Written request » Go through the entries below and print each one exactly, leaving out pictures.

+++

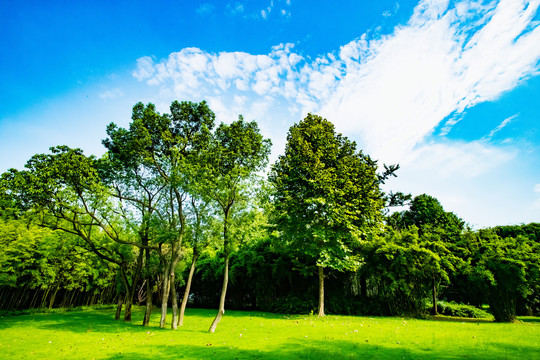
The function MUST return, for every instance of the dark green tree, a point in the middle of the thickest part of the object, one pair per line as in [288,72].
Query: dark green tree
[327,197]
[155,160]
[238,152]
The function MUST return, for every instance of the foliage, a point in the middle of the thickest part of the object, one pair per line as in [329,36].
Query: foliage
[327,197]
[461,310]
[256,335]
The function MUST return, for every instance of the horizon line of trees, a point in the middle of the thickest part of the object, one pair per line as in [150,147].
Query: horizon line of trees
[178,203]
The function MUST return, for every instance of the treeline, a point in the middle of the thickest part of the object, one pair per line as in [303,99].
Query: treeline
[177,212]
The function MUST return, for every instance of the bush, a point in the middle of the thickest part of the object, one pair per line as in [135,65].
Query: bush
[460,310]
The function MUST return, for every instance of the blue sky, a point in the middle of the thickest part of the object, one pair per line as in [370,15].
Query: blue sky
[448,89]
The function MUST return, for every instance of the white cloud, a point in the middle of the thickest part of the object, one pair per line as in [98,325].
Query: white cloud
[111,94]
[389,93]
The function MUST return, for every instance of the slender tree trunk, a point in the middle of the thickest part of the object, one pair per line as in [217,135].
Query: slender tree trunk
[53,297]
[435,312]
[174,301]
[119,307]
[165,299]
[187,290]
[363,285]
[320,311]
[221,310]
[148,310]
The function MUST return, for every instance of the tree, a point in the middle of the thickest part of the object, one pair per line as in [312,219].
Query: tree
[65,192]
[327,197]
[156,157]
[440,230]
[238,152]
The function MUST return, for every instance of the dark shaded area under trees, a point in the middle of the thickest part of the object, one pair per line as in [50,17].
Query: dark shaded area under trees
[176,210]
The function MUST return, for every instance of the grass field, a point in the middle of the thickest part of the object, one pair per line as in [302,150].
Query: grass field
[254,335]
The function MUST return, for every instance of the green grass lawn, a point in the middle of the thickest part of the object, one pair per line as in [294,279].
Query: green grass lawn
[254,335]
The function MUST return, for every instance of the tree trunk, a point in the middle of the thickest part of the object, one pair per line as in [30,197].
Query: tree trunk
[221,310]
[320,312]
[187,290]
[119,307]
[148,310]
[53,297]
[174,300]
[165,299]
[363,285]
[435,312]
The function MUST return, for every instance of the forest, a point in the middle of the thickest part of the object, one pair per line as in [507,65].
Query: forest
[182,212]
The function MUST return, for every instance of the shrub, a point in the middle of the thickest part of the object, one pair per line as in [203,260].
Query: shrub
[460,310]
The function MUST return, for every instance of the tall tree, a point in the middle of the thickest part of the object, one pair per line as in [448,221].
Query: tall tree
[327,196]
[239,151]
[157,155]
[66,193]
[440,230]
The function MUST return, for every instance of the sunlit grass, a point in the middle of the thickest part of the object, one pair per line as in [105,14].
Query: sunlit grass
[255,335]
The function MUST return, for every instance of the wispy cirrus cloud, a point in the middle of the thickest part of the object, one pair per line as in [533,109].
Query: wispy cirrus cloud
[388,92]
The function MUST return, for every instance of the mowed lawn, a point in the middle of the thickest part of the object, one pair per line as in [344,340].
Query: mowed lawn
[254,335]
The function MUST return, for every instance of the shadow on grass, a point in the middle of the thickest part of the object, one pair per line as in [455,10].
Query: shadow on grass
[77,322]
[529,319]
[335,350]
[458,319]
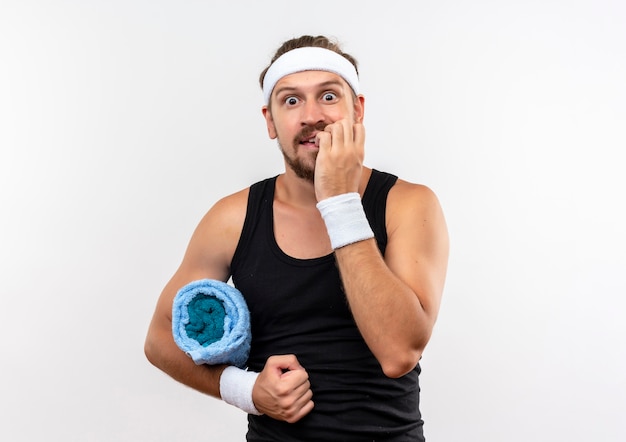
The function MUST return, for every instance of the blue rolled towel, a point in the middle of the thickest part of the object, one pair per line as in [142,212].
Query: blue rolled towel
[211,323]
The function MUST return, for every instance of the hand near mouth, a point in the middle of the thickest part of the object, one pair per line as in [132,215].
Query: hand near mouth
[340,159]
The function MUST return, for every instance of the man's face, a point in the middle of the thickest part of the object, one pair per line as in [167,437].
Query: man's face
[303,104]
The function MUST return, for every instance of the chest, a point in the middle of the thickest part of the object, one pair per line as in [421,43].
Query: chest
[300,232]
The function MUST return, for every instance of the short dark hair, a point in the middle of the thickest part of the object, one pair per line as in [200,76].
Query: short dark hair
[309,41]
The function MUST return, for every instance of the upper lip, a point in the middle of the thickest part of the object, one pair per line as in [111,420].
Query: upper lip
[309,137]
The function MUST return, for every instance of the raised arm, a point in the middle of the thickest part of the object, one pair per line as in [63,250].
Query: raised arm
[395,300]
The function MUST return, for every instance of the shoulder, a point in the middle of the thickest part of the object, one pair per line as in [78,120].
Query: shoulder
[413,204]
[226,217]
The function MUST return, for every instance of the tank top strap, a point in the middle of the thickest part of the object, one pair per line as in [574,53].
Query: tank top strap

+++

Output below »
The function MUST return, for every instance of the dark green tree, a point in the middle of the thickest part of the object, one pair per line as in [288,72].
Query: dark green tree
[327,197]
[155,160]
[238,152]
The function MUST return, for every instance of the foliage, a point in the middle of the thickest part of the object, one pair per line as in [329,36].
Query: foliage
[327,197]
[461,310]
[256,335]
The function MUST return, for every instance of the horizon line of trees, a point in the middle of the thickest part of the object, one pair per line as in [150,147].
Query: horizon line of trees
[178,203]
The function MUST return, for every instance of the treeline, a point in the middle of the thickest part of the object, one pair per line as in [303,99].
Query: treeline
[177,212]
The function MUST return, for every instance of the bush, a point in the middle of the thickest part of the object, one pair per line as in [135,65].
Query: bush
[460,310]
The function MUST return, for every instance of the blue sky, a point in the middle of the thickest part of the object, one pair per line as in [370,15].
Query: blue sky
[448,89]
The function MUST return, for every instance of the white cloud, a point in the middle of the thickest part of the object, one pair per line as in [98,325].
Query: white cloud
[111,94]
[389,93]
The function MUST return, for every instance of the slender tree trunk, a point in the middle of the thickest part of the object, one pair per line as in [217,135].
Query: slender tree trunk
[53,297]
[435,312]
[174,301]
[119,307]
[165,299]
[187,290]
[363,285]
[320,311]
[221,310]
[148,310]
The function MUST return, for every instance of the tree, a point in the middle of the thickest part of the object, one pair per line as in [312,219].
Query: tree
[65,192]
[327,197]
[156,157]
[440,230]
[238,152]
The function MUST return, for every instance of the dark shaded area under trees, a point in the middle of the thickest part of the object, one pair per line as in [50,17].
Query: dark shaded area under trees
[176,210]
The function MUST return, for every instance of the grass field, a point in the middle of the thickest part of the object, one pair per line as in [302,150].
Query: grass field
[254,335]
The function MUST return, for every instance of the green grass lawn, a point in the middle of the thickest part of the object, one pair per line as in [294,279].
Query: green grass lawn
[254,335]
The function MUST return, for every instance of the tree trunk, a point in the middle of the thickest part of the object, one pair per line as in [30,197].
Query: tree trunk
[221,310]
[320,312]
[187,290]
[119,307]
[148,310]
[53,297]
[174,300]
[165,299]
[363,285]
[435,312]
The function MUST return, for every instance of the forest, a point in the middle of the thickest part of the object, one pair per line as in [507,65].
Query: forest
[182,212]
The function MUST return, for every instance of the shrub, a point in the middle of the thickest part of the object, one pair per line as in [203,260].
Query: shrub
[460,310]
The function MUST return, for every instance of the tall tree, a point in the middle of the thickest part of the object, one pair per line as in [448,221].
Query: tall tree
[327,196]
[239,151]
[157,155]
[66,193]
[440,230]
The function MUST return, for every instance of the sunlit grass, a point in the middle of the thickest part of the object, one pair per line as in [105,14].
Query: sunlit grass
[255,335]
The function MUST return, for every instance of the wispy cirrus cloud, a point in the middle of the thickest part of the object, one pair per line as in [533,109].
Query: wispy cirrus cloud
[388,92]
The function MUST return, for every instance of the mowed lawn, a point in the middle of the thickest part of the object, one pair per line as in [344,340].
Query: mowed lawn
[254,335]
The function MUST return, for every instance of the shadow on grass, a point in the middle of the thickest part of the object, one pair per line as in [455,10].
Query: shadow on grass
[77,322]
[529,319]
[335,350]
[458,319]
The function MUST return, for every instance of the blue rolled towel, a point in the middle of the thickest part of the object, one pair per line as in [142,212].
Query: blue rolled towel
[211,323]
The function MUST return, for every instance of the hand near mouth, a point in the middle of the thickest part of the object, one pair per line as in [132,215].
Query: hand near mouth
[340,159]
The function MUST return, for every instance of the man's face, a point in the middle of the thickest part of the object, one pair per line as in [167,437].
Query: man's face
[303,104]
The function MUST return, for every instance of the chest, a point in the middle of the thickest part of the object, one pair per line as in [421,43].
Query: chest
[300,232]
The function MUST return, for every instance of the short dark hair, a point in the middle of the thickest part of the object, one pair per line as in [200,76].
Query: short dark hair
[309,41]
The function MUST return, for every instance of the upper lip, a point in the middle of the thickest part of the object, one pair per line as in [111,420].
Query: upper lip
[309,137]
The function MUST return, for every instance of the raised arm, a point in the middle of the thickest part of the object, one pair per line as in [63,250].
Query: raised arm
[395,300]
The function MUST return, for every instance of the shoulder, a point in the middle of the thickest part of the object, one pair per line as in [78,120].
Query: shoulder
[413,204]
[226,217]
The function MUST return, for every instance of the tank top strap, a point in the middle of the thickest part of the object, one pair per line as in [574,53].
Query: tank top strap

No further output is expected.